[start]

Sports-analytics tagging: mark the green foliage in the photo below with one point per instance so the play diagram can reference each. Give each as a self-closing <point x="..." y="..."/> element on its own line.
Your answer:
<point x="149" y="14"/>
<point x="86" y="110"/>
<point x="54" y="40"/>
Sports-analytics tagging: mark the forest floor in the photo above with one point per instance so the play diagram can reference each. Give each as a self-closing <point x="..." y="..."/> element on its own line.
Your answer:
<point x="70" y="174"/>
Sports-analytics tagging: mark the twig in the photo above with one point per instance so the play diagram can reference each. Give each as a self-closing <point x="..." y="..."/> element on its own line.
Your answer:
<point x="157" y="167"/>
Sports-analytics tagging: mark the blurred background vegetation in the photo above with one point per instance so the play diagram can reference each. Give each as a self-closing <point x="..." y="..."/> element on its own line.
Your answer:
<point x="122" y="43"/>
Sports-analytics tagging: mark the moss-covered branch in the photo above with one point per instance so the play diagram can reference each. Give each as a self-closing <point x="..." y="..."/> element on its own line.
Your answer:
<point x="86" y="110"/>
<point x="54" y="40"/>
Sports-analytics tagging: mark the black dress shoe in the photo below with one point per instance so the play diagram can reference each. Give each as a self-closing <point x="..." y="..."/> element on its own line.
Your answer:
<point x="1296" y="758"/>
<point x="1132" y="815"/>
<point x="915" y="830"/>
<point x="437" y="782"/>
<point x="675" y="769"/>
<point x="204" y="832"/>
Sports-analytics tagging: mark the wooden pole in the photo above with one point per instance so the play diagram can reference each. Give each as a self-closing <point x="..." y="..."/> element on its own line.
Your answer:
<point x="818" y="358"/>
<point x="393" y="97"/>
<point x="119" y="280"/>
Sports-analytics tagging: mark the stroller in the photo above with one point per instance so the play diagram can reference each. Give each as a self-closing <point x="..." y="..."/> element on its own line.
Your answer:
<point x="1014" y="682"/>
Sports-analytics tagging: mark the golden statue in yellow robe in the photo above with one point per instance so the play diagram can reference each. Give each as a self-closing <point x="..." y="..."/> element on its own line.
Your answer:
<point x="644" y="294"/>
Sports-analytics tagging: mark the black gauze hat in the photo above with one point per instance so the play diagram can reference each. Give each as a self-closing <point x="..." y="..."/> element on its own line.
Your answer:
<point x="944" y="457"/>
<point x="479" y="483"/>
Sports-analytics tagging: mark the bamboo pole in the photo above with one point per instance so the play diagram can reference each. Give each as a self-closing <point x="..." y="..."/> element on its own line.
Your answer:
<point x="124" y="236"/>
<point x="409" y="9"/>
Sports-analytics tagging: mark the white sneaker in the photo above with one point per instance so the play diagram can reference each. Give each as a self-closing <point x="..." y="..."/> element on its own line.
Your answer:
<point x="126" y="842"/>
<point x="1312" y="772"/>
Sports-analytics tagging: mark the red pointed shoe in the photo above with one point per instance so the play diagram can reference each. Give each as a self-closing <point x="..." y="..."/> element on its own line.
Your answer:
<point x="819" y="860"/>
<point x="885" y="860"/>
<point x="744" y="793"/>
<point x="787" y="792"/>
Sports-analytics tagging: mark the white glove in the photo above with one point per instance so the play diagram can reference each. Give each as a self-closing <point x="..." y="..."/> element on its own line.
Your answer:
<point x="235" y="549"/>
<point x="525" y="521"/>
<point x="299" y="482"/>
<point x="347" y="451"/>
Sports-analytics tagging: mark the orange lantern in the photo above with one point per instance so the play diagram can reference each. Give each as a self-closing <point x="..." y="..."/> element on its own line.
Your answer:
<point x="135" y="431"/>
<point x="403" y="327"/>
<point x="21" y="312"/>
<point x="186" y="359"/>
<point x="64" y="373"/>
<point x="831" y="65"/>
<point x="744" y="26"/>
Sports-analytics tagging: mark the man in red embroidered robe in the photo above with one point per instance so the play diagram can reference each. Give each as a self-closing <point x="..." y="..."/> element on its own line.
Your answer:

[end]

REQUIREMENT => Print every entry above again from first to last, keeping each line word for word.

ANSWER FOR THIS EXERCISE =>
Sports-analytics tagging: mark the green foliage in the photo below with one point per instance so the play diagram can reference each. Give each as a self-closing <point x="..." y="..."/> element on its own line.
Your answer:
<point x="149" y="14"/>
<point x="86" y="110"/>
<point x="54" y="40"/>
Sports-analytics tagging: mark the forest floor in the photo above with one point per instance so the play diagram can reference each. Give each as a self-closing <point x="..." y="..."/> element on its own line.
Your answer:
<point x="70" y="174"/>
Sports-analytics tagging: mark the twig in the photo above with one point per instance so the play diagram can reference each. Give each as a self-closing <point x="..." y="..."/> element on its own line.
Your answer:
<point x="157" y="167"/>
Sports-analytics tagging: mark the blurred background vegetation in the photo above with one point per instance so the play diagram can reference each. Give each as a self-closing <point x="..." y="..."/> element on its own line.
Your answer:
<point x="122" y="43"/>
Sports-analytics tagging: mark the moss-covered branch in the photo above with one point per instance so the play diagram can reference each. Give each as a self-closing <point x="..." y="..."/> element on its own line.
Your answer:
<point x="86" y="110"/>
<point x="54" y="40"/>
Sports-analytics tagging: mark the black dress shoe in the photo below with one point per instance so the play diagram can reference each. Give each as a self-closing <point x="..." y="..."/> element on its own line.
Your answer:
<point x="1296" y="758"/>
<point x="1132" y="815"/>
<point x="915" y="830"/>
<point x="437" y="782"/>
<point x="675" y="769"/>
<point x="204" y="832"/>
Sports-analytics tagging: mark the wooden pole in the photo above with one point per instance so the play diagram can reference each. Give each as a self-closing <point x="..." y="..."/> element on its own line.
Your answer:
<point x="818" y="358"/>
<point x="393" y="97"/>
<point x="119" y="280"/>
Sports-analytics tagging: mark the stroller in the photo above with one point per instance so the play diagram can reference each. Give each as a self-closing <point x="..." y="..."/> element on its own line.
Your answer:
<point x="1014" y="682"/>
Sports-analytics tagging: mark the golden statue in yellow robe in the photo above with one point per instance so the play diagram can reference each. Give each as a self-closing <point x="..." y="..."/> element on its own line.
Your answer:
<point x="644" y="294"/>
Sports-analytics tagging: mark the black gauze hat in the photo above with one point per instance so the play diagram can reference each. Give each as a self-closing <point x="..." y="..."/> element on its own line.
Your answer:
<point x="944" y="457"/>
<point x="479" y="483"/>
Sports-analytics tagging: mark the bamboo pole in the photo above with one point per instance so the play diagram can reference each. Give each as a self-closing <point x="..." y="..."/> element on its own line.
Your answer:
<point x="124" y="236"/>
<point x="409" y="9"/>
Sports-analytics tagging: mark the white sneaker in the photo above with one point per instance so the play diagram can reference each. Give each as a self-closing <point x="..." y="..."/> element on its own line.
Your answer:
<point x="126" y="842"/>
<point x="1312" y="772"/>
Sports-analytics tagging: mark the red pointed shoe in the photo above with one point per instance so the play diagram can reference each. Give each as a self-closing <point x="..." y="..."/> element on its own line.
Your answer:
<point x="819" y="860"/>
<point x="885" y="860"/>
<point x="744" y="793"/>
<point x="787" y="792"/>
Sports-analytics tagging: mark the white glove in the photo above with one point per instance so the play diagram can reference each. Give each as a self-closing <point x="..." y="..."/> element on its own line.
Your answer:
<point x="235" y="549"/>
<point x="525" y="521"/>
<point x="299" y="482"/>
<point x="347" y="451"/>
Sports-analytics tagging: mark the orange lantern in the photo above with one point per instance so the play diagram can reference each. Give each as a self-closing <point x="..." y="..."/> element on its own line.
Your answer:
<point x="135" y="431"/>
<point x="403" y="327"/>
<point x="21" y="312"/>
<point x="186" y="359"/>
<point x="64" y="373"/>
<point x="831" y="65"/>
<point x="744" y="26"/>
Sports-analytics tagging: mark the man in red embroidered robe in the photo above with one point per instance so the play diagram can reference each. Give each as a self-closing <point x="..." y="..."/> element on its own line.
Your answer:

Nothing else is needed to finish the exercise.